▶ [Input rows]
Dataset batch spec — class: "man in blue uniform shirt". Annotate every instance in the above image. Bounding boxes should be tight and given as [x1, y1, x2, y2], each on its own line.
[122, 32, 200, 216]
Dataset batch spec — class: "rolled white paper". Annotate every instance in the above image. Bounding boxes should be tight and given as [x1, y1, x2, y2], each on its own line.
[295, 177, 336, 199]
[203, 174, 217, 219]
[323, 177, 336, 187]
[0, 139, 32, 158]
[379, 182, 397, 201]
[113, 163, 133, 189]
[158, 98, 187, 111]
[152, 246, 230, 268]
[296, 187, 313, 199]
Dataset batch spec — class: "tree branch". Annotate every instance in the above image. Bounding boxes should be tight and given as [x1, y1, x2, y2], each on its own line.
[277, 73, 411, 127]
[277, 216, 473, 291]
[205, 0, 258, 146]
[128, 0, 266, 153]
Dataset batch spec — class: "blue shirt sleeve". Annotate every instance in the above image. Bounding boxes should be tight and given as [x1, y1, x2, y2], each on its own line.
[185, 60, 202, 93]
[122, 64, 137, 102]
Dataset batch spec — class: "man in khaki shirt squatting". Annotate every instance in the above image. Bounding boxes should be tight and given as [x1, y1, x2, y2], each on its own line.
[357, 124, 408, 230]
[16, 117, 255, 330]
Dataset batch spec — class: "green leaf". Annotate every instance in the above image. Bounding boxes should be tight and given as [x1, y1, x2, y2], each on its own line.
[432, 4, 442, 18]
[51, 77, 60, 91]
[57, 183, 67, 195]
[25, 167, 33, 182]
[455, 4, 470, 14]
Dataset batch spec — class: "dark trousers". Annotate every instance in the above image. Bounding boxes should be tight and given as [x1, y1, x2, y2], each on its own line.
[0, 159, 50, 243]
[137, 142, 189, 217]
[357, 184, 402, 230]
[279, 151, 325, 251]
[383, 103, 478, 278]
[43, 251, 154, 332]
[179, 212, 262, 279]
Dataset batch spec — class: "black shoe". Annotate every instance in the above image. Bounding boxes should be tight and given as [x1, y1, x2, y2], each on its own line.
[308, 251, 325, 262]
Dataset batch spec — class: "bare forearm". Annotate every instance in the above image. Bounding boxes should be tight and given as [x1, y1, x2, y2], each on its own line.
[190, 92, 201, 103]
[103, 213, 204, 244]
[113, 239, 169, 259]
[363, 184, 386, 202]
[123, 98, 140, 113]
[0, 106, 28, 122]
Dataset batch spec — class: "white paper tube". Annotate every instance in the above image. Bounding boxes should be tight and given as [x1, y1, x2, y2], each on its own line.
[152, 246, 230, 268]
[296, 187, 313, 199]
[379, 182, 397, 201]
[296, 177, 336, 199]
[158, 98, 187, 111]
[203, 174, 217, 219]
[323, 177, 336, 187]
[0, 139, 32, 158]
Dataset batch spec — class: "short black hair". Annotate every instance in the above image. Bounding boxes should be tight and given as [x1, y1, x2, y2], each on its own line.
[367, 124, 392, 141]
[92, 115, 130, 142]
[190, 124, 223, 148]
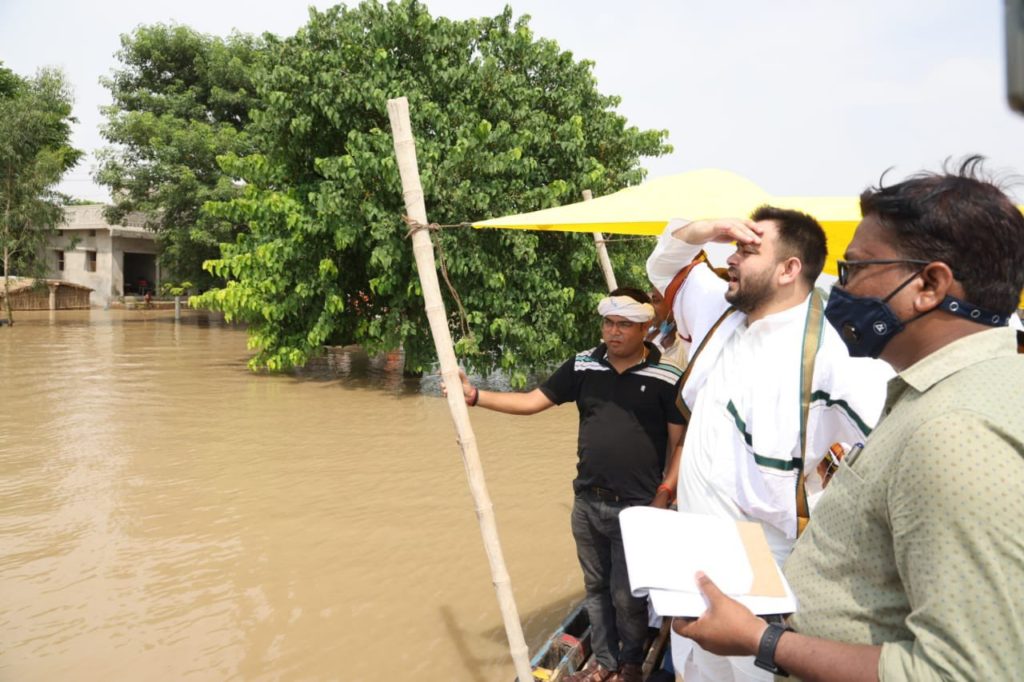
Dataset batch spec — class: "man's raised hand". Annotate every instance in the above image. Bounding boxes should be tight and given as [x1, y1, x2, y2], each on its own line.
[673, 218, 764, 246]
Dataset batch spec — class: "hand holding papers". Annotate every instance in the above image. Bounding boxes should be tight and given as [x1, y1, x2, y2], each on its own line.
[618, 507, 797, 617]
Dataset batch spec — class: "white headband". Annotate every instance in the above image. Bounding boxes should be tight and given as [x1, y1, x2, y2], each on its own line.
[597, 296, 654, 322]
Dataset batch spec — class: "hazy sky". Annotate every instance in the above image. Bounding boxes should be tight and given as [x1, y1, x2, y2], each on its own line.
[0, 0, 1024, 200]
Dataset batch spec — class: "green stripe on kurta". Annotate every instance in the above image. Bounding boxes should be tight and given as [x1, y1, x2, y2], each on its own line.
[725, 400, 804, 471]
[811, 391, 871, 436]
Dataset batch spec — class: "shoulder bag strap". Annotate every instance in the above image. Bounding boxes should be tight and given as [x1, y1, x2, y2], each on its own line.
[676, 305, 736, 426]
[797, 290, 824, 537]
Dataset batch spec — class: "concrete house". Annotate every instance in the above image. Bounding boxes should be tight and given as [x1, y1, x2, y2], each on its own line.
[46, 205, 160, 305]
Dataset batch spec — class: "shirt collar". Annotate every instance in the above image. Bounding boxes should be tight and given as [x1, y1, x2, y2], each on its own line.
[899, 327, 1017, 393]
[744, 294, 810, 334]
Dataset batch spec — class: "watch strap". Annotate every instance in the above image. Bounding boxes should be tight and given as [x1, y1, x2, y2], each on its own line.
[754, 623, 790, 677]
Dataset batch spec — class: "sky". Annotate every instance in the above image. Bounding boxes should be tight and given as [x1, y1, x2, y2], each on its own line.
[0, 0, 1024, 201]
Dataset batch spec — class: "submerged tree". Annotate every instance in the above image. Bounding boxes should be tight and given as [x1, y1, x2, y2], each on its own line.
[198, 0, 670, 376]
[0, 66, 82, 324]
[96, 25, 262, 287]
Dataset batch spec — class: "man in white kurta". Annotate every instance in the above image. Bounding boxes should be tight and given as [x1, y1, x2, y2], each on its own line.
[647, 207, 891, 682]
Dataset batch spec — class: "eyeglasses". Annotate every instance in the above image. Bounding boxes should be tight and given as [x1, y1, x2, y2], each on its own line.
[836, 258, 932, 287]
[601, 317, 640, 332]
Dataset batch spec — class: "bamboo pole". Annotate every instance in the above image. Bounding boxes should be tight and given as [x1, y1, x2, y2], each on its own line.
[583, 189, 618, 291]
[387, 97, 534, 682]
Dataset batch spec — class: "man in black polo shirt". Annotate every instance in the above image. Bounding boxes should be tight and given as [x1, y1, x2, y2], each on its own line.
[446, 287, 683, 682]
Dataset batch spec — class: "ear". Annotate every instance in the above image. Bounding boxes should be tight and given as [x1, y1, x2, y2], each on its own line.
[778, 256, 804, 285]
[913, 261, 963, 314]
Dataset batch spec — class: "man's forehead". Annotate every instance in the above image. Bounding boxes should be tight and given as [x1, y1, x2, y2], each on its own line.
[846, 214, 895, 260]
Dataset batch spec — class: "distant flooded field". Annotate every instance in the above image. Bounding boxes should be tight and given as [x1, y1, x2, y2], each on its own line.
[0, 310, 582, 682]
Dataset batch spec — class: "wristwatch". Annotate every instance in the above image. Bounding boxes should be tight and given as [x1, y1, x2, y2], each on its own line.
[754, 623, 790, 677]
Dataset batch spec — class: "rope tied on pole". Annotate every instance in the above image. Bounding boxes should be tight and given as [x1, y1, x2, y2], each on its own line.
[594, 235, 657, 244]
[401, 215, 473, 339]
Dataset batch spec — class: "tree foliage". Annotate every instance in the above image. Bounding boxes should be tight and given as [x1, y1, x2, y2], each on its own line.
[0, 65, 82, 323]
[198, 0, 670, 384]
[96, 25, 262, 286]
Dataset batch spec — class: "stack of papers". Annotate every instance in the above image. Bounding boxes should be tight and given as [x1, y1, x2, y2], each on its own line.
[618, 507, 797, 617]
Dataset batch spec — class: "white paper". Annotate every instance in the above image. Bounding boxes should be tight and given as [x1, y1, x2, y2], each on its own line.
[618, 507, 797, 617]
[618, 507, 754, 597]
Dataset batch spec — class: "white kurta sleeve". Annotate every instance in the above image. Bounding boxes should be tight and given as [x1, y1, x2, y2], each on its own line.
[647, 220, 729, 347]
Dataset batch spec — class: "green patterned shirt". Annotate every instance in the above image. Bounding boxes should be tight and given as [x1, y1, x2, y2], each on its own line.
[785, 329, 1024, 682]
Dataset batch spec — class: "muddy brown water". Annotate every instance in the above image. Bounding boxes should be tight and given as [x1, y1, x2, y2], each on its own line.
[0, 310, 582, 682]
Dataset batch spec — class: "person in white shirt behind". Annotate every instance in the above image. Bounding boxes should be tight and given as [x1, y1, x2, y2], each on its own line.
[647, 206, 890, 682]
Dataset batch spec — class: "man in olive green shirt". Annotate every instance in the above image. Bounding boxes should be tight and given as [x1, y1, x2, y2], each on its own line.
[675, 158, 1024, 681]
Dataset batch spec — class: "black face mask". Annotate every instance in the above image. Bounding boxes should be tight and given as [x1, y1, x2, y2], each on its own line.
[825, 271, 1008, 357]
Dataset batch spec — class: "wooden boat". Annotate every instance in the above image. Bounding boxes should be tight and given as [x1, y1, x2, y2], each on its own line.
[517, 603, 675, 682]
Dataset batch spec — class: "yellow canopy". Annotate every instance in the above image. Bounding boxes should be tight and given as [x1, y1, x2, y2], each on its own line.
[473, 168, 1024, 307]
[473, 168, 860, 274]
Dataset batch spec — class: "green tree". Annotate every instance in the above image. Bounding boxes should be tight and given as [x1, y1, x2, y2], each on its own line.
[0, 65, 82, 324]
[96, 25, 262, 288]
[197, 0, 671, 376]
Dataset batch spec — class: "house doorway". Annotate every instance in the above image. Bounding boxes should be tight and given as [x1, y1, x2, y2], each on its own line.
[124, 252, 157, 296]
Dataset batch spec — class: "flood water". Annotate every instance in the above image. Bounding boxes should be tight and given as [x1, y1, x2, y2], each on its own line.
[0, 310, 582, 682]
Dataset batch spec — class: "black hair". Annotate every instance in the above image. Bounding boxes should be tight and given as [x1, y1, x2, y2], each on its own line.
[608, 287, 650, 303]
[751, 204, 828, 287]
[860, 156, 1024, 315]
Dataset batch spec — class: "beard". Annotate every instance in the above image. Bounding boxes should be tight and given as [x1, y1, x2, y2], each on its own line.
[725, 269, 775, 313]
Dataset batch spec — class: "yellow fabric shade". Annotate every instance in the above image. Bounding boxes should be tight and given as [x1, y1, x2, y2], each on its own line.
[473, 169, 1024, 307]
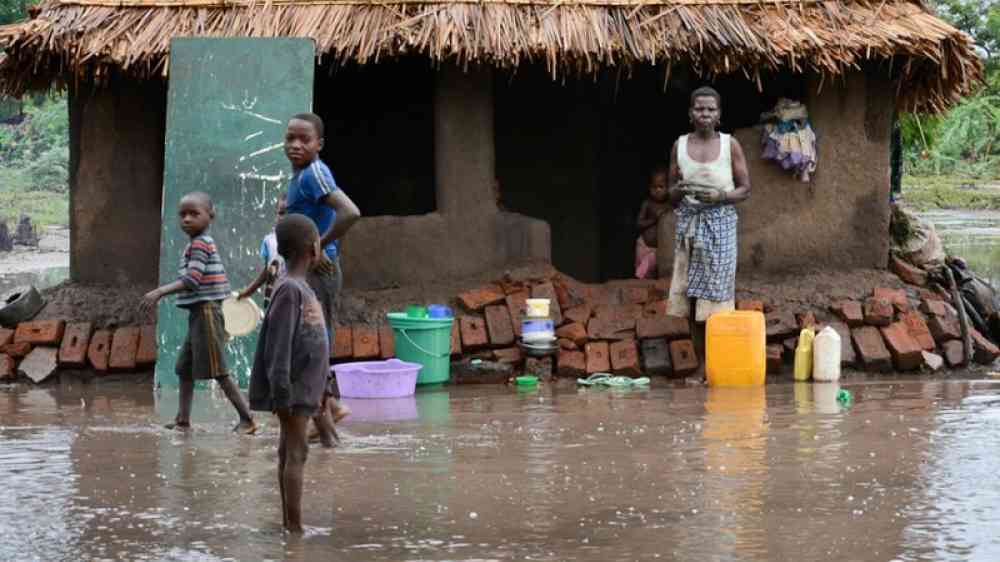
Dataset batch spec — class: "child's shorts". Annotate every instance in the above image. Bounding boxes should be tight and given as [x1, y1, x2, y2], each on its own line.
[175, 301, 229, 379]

▶ [What you should do] Display each line of the data above that contains the string "black", treating the match as case-sensitive.

▶ [Reply]
Dataset batch spec — class: "black shoe". Annotate every instance in the above image. Bounding boxes should be tight and given as [x1, y1, x2, y2], each on its own line.
Dataset batch spec — class: "short black hair". Annotate every instance in the above image. Bounding boxes should be tight and given as [x1, y1, x2, y2], each on its own line.
Dataset batch spec — class: "man in black polo shirt". Annotate every instance in the above image. Bounding boxes should be tight and given as [x1, y1, x2, y2], each on its own line.
Dataset batch spec — class: "black face mask". Annotate every instance in the above image. Bounding boxes should be tight and given as [x1, y1, x2, y2], each on its own line.
Dataset batch spec — class: "black hair". Annotate every instance in the above image. Bounding boxes should be tight and given as [x1, y1, x2, y2], each on its own line.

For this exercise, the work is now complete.